» Work item
Go line by line through the data and copy those with the word "ocean".

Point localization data
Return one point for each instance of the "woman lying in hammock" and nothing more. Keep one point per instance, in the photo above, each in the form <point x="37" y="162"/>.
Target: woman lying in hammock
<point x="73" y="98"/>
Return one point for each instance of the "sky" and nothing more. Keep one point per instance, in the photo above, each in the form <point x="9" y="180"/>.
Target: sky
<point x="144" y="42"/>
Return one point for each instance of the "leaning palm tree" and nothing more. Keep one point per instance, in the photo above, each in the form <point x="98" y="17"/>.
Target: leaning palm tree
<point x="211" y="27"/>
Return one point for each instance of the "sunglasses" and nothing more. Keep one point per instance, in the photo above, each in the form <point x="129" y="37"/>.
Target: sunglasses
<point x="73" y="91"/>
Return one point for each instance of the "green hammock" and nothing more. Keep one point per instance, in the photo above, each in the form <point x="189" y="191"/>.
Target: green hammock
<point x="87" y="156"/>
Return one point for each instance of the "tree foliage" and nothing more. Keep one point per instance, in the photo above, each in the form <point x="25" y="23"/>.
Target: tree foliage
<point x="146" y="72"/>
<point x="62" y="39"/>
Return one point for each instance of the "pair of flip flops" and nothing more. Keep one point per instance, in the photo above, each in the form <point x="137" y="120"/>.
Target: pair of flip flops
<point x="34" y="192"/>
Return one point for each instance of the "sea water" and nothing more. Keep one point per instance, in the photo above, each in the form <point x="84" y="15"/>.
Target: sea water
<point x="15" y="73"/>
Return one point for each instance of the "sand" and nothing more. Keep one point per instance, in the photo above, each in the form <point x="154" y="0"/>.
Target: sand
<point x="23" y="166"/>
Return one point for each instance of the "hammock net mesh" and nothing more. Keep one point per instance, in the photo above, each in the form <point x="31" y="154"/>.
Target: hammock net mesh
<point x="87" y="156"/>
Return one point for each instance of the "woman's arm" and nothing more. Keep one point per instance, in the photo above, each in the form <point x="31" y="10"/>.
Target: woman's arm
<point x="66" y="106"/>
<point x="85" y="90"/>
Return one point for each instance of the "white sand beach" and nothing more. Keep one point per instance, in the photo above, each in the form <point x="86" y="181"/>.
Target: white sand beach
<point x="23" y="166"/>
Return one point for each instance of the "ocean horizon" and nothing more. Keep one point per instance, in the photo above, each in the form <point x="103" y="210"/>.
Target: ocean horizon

» Exercise result
Return one point for each instance of the "ocean horizon" and nothing more. Keep one point per instance, in the photo above, each in the form <point x="103" y="210"/>.
Target: ocean horizon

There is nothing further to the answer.